- [TASK DESCRIPTION] Repeat the listing below line for line, without any change, but leave out the pictures.

# Start of TASK MATERIAL

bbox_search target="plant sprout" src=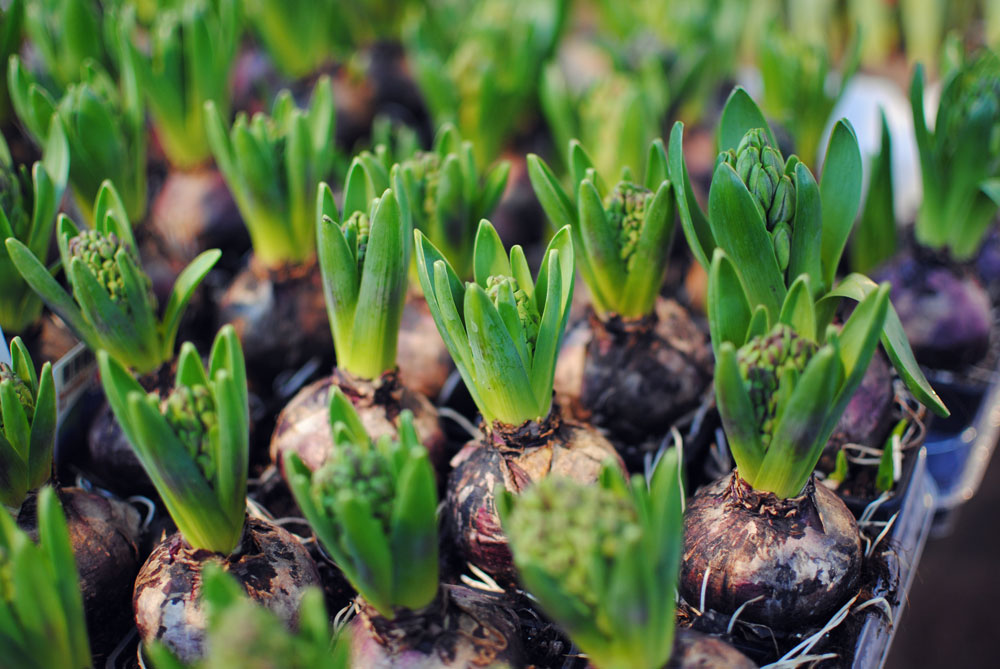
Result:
[497,449,684,669]
[0,337,56,509]
[414,220,574,425]
[128,0,241,169]
[0,487,93,669]
[910,51,1000,261]
[144,563,349,669]
[7,182,221,375]
[528,140,675,318]
[708,249,889,498]
[0,118,69,333]
[97,325,250,555]
[758,27,861,166]
[8,57,147,221]
[539,61,667,181]
[397,123,510,278]
[285,387,438,619]
[205,77,339,268]
[668,87,948,415]
[317,159,411,379]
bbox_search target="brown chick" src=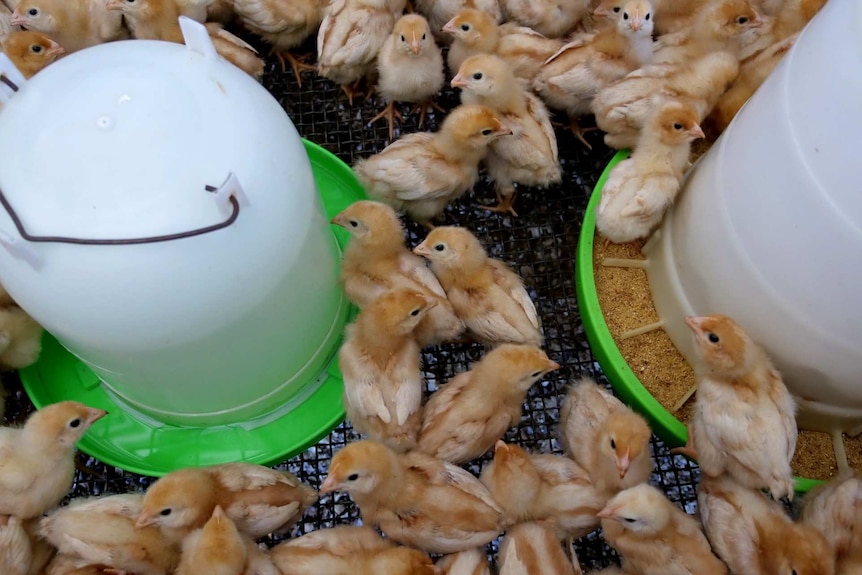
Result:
[353,106,512,227]
[369,14,444,140]
[136,463,316,541]
[2,30,66,79]
[681,314,797,499]
[497,522,580,575]
[176,505,248,575]
[320,441,503,553]
[452,54,562,216]
[9,0,129,54]
[560,378,653,497]
[533,0,653,149]
[0,401,107,519]
[332,200,464,347]
[39,493,179,575]
[417,344,560,464]
[479,441,607,540]
[413,226,543,347]
[799,470,862,575]
[231,0,327,86]
[338,290,437,451]
[598,483,728,575]
[443,8,563,82]
[697,475,835,575]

# End of TASK MATERIAL

- [CORRECT RESPONSE]
bbox_search target="plant sprout" src=
Result:
[497,449,684,669]
[0,337,56,509]
[414,220,574,425]
[128,0,241,169]
[0,487,93,669]
[910,51,1000,261]
[144,563,349,669]
[7,182,221,375]
[528,140,675,318]
[708,249,889,498]
[0,118,69,333]
[97,325,250,555]
[758,27,861,166]
[8,57,147,221]
[539,61,667,181]
[397,123,510,278]
[285,387,438,619]
[205,77,339,268]
[668,87,948,415]
[317,159,411,379]
bbox_search target="brown chick" src=
Result:
[353,106,512,227]
[369,14,444,140]
[136,463,316,541]
[2,30,66,79]
[681,314,797,499]
[497,522,580,575]
[176,505,248,575]
[320,441,503,553]
[452,54,562,216]
[9,0,129,54]
[560,378,653,497]
[533,0,653,149]
[0,401,107,519]
[332,200,464,347]
[39,493,179,575]
[417,344,560,464]
[479,441,607,540]
[413,226,543,347]
[799,470,862,575]
[231,0,327,86]
[338,290,437,451]
[598,483,728,575]
[443,8,563,82]
[697,475,835,575]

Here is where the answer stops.